== EXERCISE DATA

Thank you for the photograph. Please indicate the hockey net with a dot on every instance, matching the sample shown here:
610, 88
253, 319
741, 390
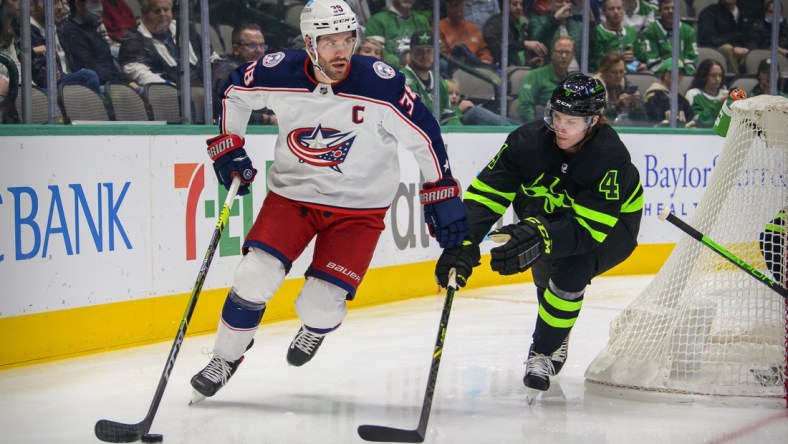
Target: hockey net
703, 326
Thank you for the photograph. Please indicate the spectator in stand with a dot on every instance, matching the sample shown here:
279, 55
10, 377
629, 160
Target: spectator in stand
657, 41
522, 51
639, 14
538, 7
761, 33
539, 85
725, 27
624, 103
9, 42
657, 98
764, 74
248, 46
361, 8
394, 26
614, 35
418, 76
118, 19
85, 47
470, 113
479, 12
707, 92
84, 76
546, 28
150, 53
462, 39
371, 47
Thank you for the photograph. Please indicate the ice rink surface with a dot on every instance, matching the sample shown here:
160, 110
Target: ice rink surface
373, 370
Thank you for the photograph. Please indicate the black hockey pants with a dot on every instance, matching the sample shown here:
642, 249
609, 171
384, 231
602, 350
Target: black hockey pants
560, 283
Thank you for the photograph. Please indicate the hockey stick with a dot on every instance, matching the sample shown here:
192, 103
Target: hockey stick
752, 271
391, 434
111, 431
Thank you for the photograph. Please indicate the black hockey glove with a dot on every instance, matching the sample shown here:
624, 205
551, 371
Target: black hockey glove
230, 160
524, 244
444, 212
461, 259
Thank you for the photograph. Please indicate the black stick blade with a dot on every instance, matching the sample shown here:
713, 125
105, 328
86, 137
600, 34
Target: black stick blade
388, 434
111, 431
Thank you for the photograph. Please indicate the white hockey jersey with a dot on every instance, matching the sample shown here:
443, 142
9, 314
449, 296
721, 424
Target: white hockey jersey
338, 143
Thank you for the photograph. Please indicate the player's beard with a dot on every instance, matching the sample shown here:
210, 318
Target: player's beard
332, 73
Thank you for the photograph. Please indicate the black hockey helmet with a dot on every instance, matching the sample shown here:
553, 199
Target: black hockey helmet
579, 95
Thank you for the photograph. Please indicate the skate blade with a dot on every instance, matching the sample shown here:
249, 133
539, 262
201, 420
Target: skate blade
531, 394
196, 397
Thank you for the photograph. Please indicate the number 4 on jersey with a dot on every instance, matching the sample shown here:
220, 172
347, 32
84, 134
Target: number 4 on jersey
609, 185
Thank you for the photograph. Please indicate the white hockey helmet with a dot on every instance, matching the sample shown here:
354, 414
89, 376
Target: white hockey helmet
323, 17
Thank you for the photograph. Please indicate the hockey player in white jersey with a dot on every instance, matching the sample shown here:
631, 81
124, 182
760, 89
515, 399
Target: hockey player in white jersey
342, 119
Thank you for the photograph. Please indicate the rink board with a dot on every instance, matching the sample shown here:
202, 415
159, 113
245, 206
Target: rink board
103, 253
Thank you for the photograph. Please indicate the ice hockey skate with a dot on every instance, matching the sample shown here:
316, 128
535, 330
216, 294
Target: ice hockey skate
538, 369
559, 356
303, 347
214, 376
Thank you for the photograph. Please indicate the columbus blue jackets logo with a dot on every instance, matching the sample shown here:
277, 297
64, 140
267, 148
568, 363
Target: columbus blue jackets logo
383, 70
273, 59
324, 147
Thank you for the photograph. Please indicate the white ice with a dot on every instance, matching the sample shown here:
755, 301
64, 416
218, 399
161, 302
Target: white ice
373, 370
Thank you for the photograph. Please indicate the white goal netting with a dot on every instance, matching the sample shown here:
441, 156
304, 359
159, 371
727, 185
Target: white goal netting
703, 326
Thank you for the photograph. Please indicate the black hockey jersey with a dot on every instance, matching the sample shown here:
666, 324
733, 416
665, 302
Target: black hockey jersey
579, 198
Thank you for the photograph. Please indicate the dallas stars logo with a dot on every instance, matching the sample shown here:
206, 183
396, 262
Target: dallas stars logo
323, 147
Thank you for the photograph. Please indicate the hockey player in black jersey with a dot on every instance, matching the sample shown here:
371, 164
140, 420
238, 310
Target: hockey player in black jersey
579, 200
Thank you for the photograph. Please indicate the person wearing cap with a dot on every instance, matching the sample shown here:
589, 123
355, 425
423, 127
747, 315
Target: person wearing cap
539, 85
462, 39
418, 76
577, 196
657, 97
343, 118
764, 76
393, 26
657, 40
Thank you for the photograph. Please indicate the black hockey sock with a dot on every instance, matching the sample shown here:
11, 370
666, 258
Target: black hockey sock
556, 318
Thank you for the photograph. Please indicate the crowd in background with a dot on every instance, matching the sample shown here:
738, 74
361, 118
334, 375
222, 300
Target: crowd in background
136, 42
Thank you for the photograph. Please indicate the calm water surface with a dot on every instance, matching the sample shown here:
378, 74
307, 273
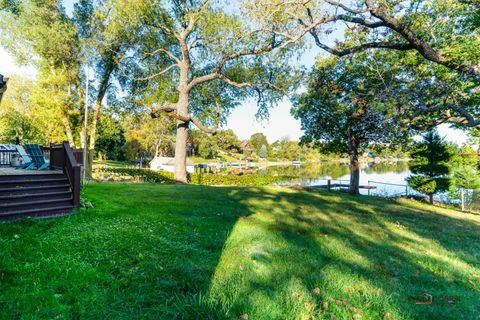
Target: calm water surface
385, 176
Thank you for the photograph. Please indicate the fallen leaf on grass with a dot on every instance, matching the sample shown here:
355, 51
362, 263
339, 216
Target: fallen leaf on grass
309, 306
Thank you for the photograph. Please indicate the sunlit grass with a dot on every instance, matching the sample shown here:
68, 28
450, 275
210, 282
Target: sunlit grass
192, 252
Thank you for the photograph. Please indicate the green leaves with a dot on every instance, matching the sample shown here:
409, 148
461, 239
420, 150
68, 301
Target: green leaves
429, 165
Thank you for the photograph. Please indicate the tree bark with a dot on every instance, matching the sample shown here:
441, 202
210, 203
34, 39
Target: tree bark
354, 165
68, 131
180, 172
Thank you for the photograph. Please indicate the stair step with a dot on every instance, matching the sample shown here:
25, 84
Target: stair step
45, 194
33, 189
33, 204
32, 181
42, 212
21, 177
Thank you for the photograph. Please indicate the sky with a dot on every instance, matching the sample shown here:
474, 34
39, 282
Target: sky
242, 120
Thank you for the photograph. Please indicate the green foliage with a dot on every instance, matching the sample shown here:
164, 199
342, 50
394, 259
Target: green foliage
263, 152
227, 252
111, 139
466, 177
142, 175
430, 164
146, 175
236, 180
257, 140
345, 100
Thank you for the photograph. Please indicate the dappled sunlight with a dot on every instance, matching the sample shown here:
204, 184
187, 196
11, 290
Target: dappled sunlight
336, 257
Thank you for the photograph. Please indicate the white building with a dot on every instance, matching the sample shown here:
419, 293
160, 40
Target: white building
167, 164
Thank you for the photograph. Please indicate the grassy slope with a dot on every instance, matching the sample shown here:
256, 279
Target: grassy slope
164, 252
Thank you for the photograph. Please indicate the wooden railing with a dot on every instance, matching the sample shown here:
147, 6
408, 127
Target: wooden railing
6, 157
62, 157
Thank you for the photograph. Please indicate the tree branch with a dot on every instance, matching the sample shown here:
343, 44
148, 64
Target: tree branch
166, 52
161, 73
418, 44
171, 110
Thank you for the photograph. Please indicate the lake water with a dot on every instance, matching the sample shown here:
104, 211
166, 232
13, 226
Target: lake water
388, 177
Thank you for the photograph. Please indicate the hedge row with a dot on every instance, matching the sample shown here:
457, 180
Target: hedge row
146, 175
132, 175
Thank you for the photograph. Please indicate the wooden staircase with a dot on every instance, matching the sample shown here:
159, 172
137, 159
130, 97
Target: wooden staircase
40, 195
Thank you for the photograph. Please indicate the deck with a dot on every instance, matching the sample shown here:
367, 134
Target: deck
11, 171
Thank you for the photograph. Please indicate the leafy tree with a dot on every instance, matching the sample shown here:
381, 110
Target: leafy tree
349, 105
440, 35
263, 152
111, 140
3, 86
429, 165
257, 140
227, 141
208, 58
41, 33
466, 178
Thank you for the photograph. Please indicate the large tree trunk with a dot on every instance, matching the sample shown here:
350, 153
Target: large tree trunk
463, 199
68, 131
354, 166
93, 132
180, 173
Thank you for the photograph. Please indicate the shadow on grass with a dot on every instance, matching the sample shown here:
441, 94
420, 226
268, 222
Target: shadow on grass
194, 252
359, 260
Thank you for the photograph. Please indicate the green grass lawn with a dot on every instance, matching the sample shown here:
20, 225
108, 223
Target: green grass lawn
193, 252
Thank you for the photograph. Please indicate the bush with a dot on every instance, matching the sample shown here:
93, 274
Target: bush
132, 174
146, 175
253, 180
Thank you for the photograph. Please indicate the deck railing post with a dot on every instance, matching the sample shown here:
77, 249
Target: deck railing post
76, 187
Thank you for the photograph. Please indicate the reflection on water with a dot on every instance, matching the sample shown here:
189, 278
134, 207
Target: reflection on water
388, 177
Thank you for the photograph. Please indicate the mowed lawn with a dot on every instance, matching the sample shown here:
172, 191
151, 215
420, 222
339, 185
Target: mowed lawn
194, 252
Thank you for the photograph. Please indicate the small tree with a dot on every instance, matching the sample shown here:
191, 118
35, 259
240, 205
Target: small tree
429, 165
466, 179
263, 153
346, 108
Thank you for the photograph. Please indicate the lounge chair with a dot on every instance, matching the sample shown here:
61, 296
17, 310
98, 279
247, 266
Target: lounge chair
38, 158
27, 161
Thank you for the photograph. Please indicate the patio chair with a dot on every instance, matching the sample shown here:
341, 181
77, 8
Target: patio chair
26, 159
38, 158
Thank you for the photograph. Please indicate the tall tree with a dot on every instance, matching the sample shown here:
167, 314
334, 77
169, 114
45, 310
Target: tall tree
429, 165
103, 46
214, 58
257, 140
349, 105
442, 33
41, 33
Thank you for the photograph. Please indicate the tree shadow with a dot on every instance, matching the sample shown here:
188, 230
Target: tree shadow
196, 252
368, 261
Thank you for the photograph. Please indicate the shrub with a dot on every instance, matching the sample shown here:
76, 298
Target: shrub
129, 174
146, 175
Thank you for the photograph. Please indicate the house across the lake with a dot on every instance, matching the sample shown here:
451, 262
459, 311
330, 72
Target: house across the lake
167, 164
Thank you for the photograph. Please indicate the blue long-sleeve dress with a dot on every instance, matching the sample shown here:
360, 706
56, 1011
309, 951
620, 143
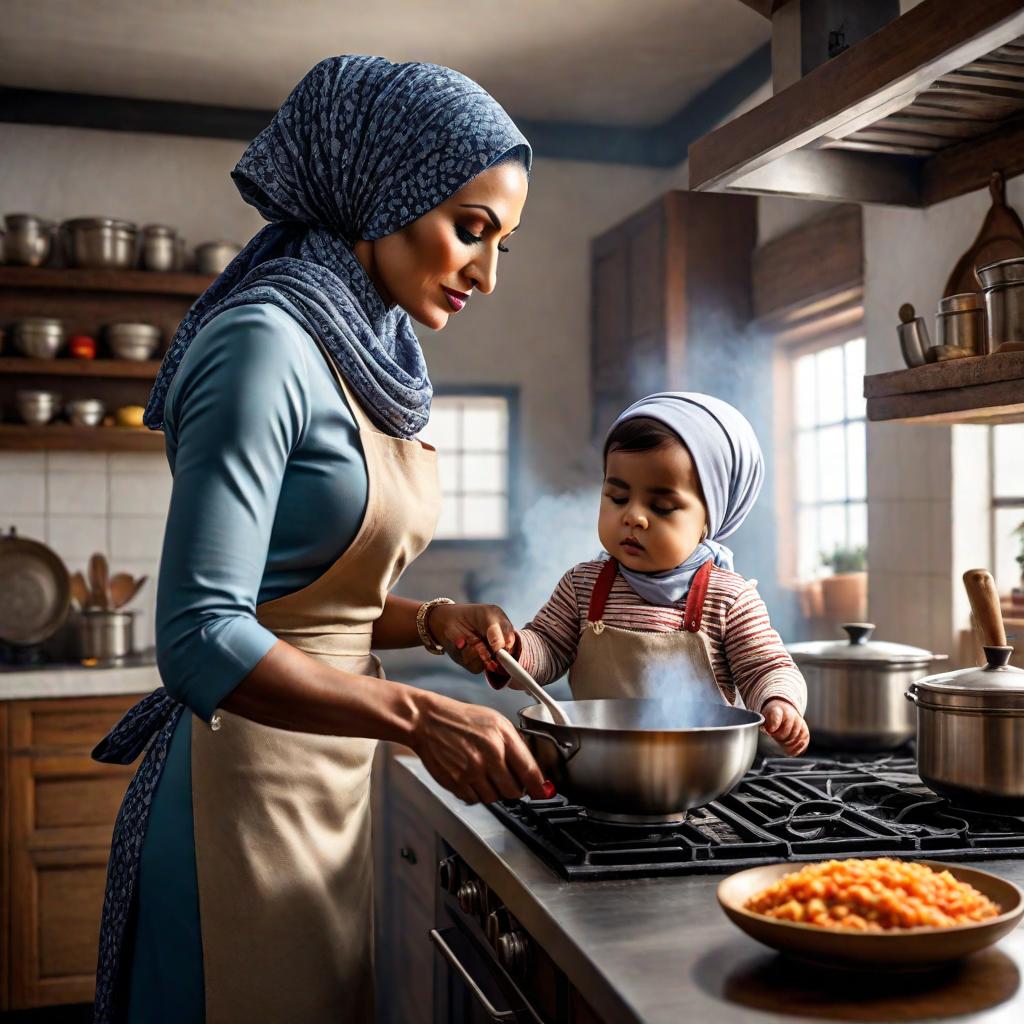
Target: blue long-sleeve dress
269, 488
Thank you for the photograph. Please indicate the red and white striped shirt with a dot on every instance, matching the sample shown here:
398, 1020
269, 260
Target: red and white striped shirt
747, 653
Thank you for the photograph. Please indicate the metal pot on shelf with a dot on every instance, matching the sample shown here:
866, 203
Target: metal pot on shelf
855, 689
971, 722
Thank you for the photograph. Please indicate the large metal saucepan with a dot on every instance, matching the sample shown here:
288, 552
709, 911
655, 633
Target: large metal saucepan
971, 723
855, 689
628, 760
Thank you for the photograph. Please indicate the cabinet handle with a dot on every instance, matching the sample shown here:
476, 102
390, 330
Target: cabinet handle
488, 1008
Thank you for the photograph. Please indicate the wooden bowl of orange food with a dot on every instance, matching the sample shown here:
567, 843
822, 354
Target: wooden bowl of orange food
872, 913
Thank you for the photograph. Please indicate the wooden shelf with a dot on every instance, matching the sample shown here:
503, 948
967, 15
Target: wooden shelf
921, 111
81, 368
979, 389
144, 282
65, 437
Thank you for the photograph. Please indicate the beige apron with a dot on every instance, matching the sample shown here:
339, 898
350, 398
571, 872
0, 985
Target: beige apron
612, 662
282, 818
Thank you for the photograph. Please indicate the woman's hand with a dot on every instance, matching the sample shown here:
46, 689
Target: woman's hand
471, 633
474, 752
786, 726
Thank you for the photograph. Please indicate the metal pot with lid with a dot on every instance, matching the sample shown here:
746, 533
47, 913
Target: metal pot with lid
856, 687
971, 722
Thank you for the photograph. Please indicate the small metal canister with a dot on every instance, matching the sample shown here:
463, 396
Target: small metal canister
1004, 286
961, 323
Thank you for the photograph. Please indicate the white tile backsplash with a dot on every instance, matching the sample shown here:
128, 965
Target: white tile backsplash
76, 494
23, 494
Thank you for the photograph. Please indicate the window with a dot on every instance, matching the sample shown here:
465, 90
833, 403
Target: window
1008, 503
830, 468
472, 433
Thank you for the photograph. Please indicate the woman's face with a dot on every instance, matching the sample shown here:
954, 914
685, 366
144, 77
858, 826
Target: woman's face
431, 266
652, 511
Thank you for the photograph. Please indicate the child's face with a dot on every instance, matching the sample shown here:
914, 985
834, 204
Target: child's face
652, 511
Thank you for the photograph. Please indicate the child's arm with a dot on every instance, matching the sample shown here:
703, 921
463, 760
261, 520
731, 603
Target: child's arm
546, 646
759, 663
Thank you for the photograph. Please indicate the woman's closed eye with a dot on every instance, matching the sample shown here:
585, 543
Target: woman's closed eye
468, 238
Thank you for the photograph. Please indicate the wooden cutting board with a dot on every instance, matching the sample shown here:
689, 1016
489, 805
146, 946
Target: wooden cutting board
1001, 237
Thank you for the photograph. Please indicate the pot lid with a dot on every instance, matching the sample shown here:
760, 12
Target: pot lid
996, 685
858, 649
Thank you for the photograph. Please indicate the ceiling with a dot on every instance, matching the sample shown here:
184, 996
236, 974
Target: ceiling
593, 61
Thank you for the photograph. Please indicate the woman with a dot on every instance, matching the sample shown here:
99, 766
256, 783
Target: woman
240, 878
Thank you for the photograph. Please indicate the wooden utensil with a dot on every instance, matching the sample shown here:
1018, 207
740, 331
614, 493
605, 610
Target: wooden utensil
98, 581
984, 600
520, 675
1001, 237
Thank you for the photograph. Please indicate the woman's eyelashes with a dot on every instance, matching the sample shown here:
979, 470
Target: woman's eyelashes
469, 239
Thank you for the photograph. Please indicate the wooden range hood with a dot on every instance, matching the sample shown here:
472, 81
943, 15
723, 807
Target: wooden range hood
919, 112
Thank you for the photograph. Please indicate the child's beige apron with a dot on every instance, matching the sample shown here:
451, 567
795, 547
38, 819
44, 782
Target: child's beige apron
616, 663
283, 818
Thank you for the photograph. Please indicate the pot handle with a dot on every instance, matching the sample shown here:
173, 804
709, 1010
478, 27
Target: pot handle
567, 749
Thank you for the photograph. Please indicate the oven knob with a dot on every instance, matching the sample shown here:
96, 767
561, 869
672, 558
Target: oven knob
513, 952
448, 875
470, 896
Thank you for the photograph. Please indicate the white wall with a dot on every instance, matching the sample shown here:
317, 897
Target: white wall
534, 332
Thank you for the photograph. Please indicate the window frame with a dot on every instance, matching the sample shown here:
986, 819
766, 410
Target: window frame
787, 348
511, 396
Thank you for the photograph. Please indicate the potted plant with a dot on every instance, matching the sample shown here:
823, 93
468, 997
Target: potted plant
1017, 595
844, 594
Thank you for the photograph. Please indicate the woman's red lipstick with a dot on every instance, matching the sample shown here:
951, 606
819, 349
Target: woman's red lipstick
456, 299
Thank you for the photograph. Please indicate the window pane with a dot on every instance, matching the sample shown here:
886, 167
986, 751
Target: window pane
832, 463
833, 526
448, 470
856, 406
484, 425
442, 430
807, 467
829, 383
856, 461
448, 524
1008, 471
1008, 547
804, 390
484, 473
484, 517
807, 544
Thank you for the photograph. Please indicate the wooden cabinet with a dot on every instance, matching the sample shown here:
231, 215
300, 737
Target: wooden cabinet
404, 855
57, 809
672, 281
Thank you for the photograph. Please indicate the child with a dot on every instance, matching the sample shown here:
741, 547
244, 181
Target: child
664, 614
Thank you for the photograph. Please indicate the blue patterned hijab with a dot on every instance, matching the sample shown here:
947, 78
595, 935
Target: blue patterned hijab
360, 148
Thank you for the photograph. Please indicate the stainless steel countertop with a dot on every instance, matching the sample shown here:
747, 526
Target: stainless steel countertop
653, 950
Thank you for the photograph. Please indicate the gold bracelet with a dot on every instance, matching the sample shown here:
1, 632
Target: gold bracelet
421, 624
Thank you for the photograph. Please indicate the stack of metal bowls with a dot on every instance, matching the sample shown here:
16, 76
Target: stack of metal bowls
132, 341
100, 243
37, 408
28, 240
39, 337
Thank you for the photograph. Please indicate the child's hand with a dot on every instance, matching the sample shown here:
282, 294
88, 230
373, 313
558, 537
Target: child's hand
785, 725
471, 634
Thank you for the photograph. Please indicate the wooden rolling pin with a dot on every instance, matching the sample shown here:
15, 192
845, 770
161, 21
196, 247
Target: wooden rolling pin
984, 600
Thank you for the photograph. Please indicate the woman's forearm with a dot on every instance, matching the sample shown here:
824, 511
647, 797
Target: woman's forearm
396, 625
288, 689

====

REQUIRED WORK:
Of the lines above, retype only those from the line containing "Target: cabinet handle" through the line containing "Thank you for the photograph. Please indicate the wooden shelf", including both, exactly.

REPLY TO THE EXERCISE:
Target: cabinet handle
488, 1008
Thank you for the photograph. Please indicate the wooden bowl of orange food with a dot on every instance, matching the sample shown here:
567, 843
822, 354
Target: wooden bowl of orange food
872, 913
Thank you for the photograph. Please indicate the wooden shelf with a dot on every instance, matching the sample shown here:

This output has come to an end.